I feel like I'm having a romantic
evening with myself. The bulb in my room went out and since it's so
late I didn't want to go anywhere to get a replacement one so here I
am in my room with two lit candles. It's sad that this is the most
romance I've seen in my own life lately. If this were an emo post I
suppose the candles would be too much but thankfully it's not. Well
here we are in December... coming to a close on yet another year. And
as I do every year, I find myself reflecting on the past 12 months
and before. So much has gone on this past year, both good and bad. I
guess it's to be expected... as a Libra I expect there to be some
type of balance in my life and I feel 2011 has shown me both sides.
I'm pretty thankful for the life I have and the things I am able to
experience. I'm not one to stick to any type of routine and am
fortunate that I can often push myself to do and try new things and
see how they work out. This year was certainly no exception. So now I
feel I should reflect on everything that has gone on and share some
of my ups and downs and all arounds.
As I said, I try to get myself to try
new things and experience the most that life has to offer. I don't
like settling for any type of routine, and even if it's a temporary
change I can at least say that it was something I had the opportunity
to experience. One example is my living situation (no this is not
another post about my bad living situations in case any certain
parties are wondering LOL). I think I've moved more times this year
than any other year, and as I said it's all an experience. The
beginning of the year I started out living on my own. It was
something I had ALWAYS wanted to do and the opportunity fell into my
hands. I was living with some friends, and unfortunately their
situation wasn't working out so well and chose to move out. Since I
was originally occupying space in THEIR apartment the choice came to
take over. I was a little uncertain about how it would pan out but
then I realized this is something I've been wanting and I took it as
a sign to jump at the chance. I LOVED it, but I came to realize the
timing wasn't so great (well that and the location really). I hadn't
gotten a raise at work yet and was now having to cover extra bills
which put a strain on my finances. That and it was further away from
work and in a hellishly ghetto area. I lasted about 6 months (which I
am quite proud of), although I think my pride kept me there longer
since I refused to let go. It was great and as I said I always wanted
it but it just wasn't the right time. I'm thinking at some point in
the next year I may look into trying it out again. Not making any
guarantees but I expect 2012 to be a much more fruitful year for me
so we'll have to see how it works out. And from my other living
situations in the past year all I will say is I really need to spend
more time feeling it out before committing to the move. My current
situation is working out just fine but the old geezers I lived with
before were a clear example that not every situation will work out.

> _Problem 1_
Answer these questions about the year-end post:
(a) Why is the writer's room lit by candles?
(b) What astrological sign does the writer give?
(c) About how long did the writer last while living alone?
> _Problem 2_
Reproduce the part of the year-end post starting with "I feel like" and going on through "me both sides.".
The material after this post isn't needed.

> _Given data_
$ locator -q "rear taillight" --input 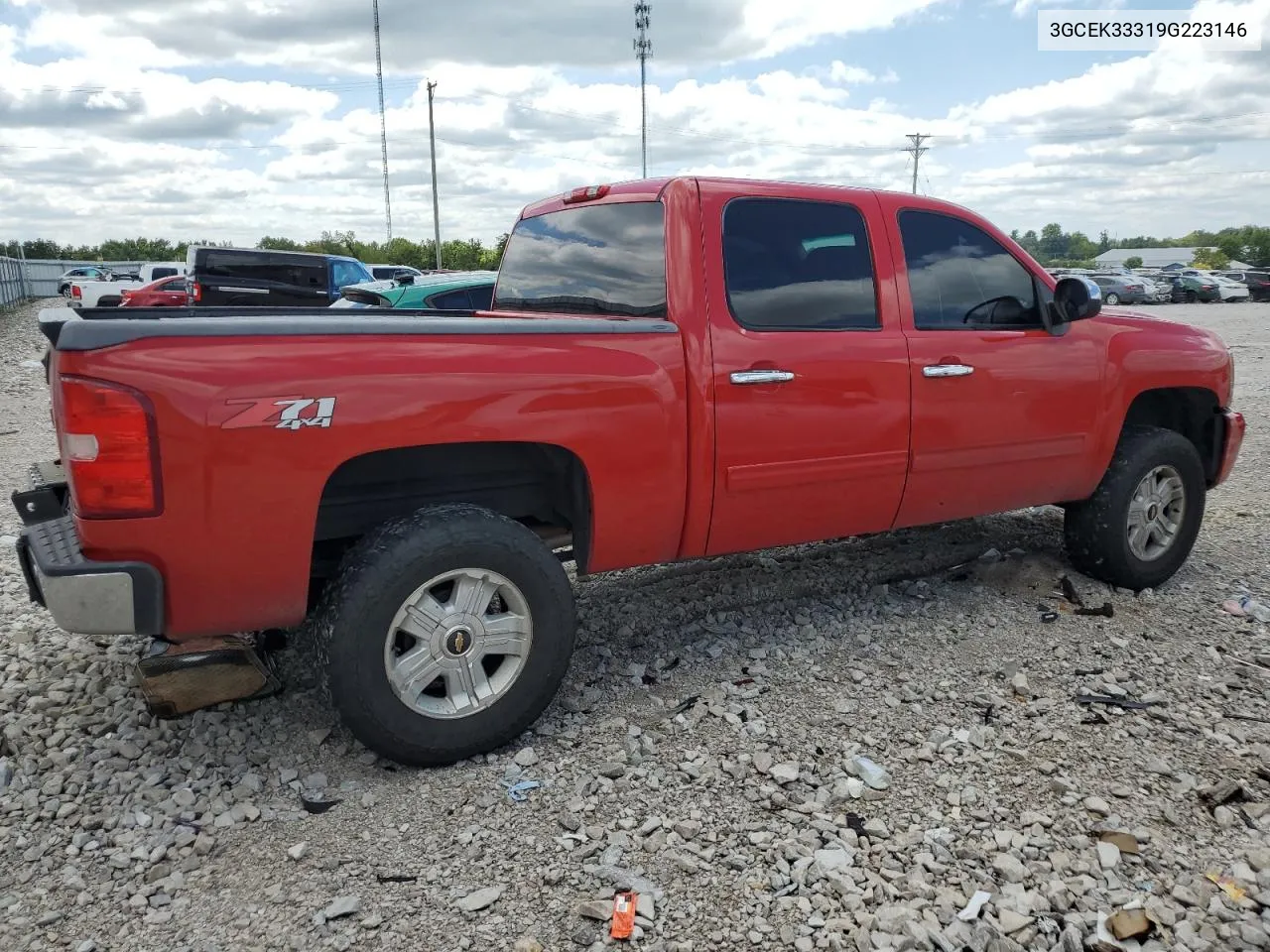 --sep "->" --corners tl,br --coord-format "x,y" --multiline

> _Correct result 1_
(a) The bulb in the room went out, and it was too late to go get a replacement.
(b) Libra.
(c) About 6 months.

> _Correct result 2_
I feel like I'm having a romantic
evening with myself. The bulb in my room went out and since it's so
late I didn't want to go anywhere to get a replacement one so here I
am in my room with two lit candles. It's sad that this is the most
romance I've seen in my own life lately. If this were an emo post I
suppose the candles would be too much but thankfully it's not. Well
here we are in December... coming to a close on yet another year. And
as I do every year, I find myself reflecting on the past 12 months
and before. So much has gone on this past year, both good and bad. I
guess it's to be expected... as a Libra I expect there to be some
type of balance in my life and I feel 2011 has shown me both sides.